YOUR GOAL => Copy, word for word, each line of the data below from the first through the line containing "Guideline: the keypoint for each instance of the unopened", and stop there.

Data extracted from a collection
--------------------------------

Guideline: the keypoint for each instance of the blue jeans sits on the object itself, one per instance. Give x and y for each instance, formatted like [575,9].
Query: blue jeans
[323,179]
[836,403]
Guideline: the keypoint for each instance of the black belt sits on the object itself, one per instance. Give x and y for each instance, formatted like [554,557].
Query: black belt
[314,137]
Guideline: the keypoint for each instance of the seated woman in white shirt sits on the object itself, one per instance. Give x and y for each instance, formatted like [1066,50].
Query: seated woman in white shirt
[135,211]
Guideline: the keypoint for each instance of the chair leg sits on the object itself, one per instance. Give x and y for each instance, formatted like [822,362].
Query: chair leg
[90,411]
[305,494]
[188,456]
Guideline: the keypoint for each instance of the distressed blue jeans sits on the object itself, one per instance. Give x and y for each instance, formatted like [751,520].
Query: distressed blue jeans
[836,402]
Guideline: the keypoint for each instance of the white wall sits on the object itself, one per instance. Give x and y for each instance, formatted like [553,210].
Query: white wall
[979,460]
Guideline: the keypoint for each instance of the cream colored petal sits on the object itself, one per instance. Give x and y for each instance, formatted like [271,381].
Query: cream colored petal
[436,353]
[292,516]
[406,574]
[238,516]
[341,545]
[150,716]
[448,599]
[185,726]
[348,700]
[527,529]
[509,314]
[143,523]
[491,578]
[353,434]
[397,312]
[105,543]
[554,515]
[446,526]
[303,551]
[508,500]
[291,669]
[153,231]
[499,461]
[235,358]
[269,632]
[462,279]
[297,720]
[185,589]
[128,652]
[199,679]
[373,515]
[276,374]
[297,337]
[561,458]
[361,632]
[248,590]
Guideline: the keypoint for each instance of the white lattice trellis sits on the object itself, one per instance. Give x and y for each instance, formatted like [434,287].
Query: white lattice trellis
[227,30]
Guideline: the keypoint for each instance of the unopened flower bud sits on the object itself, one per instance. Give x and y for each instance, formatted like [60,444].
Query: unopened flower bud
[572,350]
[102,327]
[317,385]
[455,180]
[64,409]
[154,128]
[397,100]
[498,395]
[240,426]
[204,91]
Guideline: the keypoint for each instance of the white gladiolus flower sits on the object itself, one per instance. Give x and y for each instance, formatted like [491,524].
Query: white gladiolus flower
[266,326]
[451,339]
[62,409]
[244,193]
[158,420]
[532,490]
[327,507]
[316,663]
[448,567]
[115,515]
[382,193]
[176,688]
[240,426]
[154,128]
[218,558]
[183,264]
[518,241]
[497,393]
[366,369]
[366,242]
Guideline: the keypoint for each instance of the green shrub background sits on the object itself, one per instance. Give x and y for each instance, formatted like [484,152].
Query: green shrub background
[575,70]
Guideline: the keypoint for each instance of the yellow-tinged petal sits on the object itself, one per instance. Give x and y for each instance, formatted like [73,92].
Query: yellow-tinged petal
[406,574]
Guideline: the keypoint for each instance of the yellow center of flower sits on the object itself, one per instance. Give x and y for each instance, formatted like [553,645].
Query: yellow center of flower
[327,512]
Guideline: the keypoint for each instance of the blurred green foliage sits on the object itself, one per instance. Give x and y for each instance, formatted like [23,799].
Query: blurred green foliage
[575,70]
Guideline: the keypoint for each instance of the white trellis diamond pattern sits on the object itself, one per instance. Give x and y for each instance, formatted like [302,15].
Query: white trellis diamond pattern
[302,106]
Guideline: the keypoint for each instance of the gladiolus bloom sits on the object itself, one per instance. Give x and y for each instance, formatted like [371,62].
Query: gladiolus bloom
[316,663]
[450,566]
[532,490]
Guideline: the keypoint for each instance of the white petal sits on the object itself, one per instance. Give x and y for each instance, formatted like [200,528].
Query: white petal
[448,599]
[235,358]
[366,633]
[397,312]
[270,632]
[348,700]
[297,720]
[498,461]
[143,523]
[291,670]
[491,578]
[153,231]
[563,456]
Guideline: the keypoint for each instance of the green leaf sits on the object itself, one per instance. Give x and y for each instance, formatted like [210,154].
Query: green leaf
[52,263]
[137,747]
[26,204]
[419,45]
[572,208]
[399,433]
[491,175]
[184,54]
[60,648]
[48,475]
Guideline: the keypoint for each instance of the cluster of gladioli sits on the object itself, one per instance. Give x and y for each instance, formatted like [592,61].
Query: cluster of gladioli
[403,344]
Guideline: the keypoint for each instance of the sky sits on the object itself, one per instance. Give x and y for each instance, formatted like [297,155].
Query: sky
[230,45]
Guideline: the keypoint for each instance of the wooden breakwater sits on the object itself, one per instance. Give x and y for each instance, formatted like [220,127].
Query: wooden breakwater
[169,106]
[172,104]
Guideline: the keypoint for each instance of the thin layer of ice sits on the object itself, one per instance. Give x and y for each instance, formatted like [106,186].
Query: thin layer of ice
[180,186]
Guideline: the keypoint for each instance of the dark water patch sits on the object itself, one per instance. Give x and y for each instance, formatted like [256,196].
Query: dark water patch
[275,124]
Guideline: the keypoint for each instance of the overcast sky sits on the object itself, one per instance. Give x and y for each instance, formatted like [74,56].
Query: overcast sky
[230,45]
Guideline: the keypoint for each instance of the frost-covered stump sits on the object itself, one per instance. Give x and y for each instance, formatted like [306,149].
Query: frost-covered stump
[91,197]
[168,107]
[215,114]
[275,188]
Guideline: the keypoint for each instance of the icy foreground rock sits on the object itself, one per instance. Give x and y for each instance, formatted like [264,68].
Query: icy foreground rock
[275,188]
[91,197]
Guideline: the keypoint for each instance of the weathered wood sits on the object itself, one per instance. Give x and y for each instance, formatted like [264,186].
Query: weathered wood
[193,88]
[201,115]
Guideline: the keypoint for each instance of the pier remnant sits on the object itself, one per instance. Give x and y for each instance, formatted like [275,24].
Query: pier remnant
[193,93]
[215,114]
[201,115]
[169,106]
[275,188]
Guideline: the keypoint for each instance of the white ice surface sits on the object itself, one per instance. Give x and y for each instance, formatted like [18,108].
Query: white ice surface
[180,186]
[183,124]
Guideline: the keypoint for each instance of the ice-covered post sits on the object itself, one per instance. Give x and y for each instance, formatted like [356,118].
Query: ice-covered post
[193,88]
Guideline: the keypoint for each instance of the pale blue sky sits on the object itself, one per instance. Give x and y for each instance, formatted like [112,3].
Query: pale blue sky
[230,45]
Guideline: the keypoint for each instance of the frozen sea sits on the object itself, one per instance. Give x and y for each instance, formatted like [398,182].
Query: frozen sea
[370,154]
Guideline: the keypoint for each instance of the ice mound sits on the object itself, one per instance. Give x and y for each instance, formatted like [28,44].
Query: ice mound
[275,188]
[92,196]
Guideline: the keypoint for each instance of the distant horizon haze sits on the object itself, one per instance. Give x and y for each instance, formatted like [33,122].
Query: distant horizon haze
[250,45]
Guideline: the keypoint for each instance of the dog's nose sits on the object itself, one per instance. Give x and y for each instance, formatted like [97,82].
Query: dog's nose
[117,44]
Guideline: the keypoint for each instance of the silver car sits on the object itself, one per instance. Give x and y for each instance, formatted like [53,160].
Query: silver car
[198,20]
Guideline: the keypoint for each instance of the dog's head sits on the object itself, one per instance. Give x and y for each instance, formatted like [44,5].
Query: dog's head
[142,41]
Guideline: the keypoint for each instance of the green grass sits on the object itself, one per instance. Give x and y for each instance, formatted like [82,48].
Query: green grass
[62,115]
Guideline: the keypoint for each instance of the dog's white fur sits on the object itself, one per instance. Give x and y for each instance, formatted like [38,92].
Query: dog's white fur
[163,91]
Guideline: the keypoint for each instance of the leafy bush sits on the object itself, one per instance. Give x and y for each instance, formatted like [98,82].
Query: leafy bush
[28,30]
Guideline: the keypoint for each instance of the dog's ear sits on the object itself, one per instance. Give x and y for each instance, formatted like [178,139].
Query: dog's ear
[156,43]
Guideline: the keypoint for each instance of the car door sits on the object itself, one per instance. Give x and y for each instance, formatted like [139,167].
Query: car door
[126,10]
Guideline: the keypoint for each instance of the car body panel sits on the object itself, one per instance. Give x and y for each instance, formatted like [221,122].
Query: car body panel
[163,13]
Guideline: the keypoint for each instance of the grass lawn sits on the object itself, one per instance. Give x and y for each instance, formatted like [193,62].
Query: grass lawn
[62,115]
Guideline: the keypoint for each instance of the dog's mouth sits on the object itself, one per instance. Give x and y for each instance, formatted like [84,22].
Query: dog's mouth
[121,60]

--------------------------------

SOLUTION FOR THIS PROBLEM =>
Guideline: the keypoint for each instance of the blue jeans sits on the object itself, one per instance. Give x and y for each instance, formatted like [575,9].
Query: blue jeans
[323,179]
[836,403]
Guideline: the keypoint for each instance of the black belt sits on the object itself, one per instance. Give x and y for each instance, formatted like [554,557].
Query: black belt
[314,137]
Guideline: the keypoint for each instance of the seated woman in white shirt sits on the object itself, one per instance. Give x and y for each instance, formatted like [1066,50].
Query: seated woman in white shirt
[135,211]
Guideline: the keypoint for each instance of the chair leg sits on the object itself, one per instance. Give x and y for each instance, formatted like [822,362].
Query: chair leg
[90,411]
[305,494]
[188,456]
Guideline: the keypoint for each instance of the distressed blue jeans sits on the object itself, one per instance. Give x and y for each instance, formatted like [751,520].
Query: distressed blue jeans
[836,402]
Guideline: the keypoint for each instance of the white wall sits on the object itself, one per instance. Give x and y for each instance, formatted like [553,210].
Query: white wall
[979,460]
Guideline: the keypoint for each instance of the cream colored petal sits on the object itself, one per instance. Give x and y for each instance, formatted like [271,381].
Query: cream colored petal
[436,353]
[292,516]
[406,574]
[238,516]
[341,545]
[150,716]
[448,599]
[185,726]
[348,700]
[527,529]
[509,314]
[143,523]
[491,578]
[353,434]
[397,312]
[105,543]
[554,515]
[446,526]
[303,551]
[508,500]
[291,669]
[153,231]
[499,461]
[235,358]
[269,632]
[462,279]
[297,720]
[185,589]
[128,652]
[199,679]
[373,515]
[276,374]
[297,337]
[561,458]
[361,632]
[248,590]
Guideline: the keypoint for each instance of the white lattice trellis sits on the object itself, one per instance. Give x and y for each instance, formatted like [434,287].
Query: white lattice trellis
[227,30]
Guideline: the keypoint for each instance of the unopened flower bud sits on the object itself, one per instance. Give x and y for each instance, formatted like [60,444].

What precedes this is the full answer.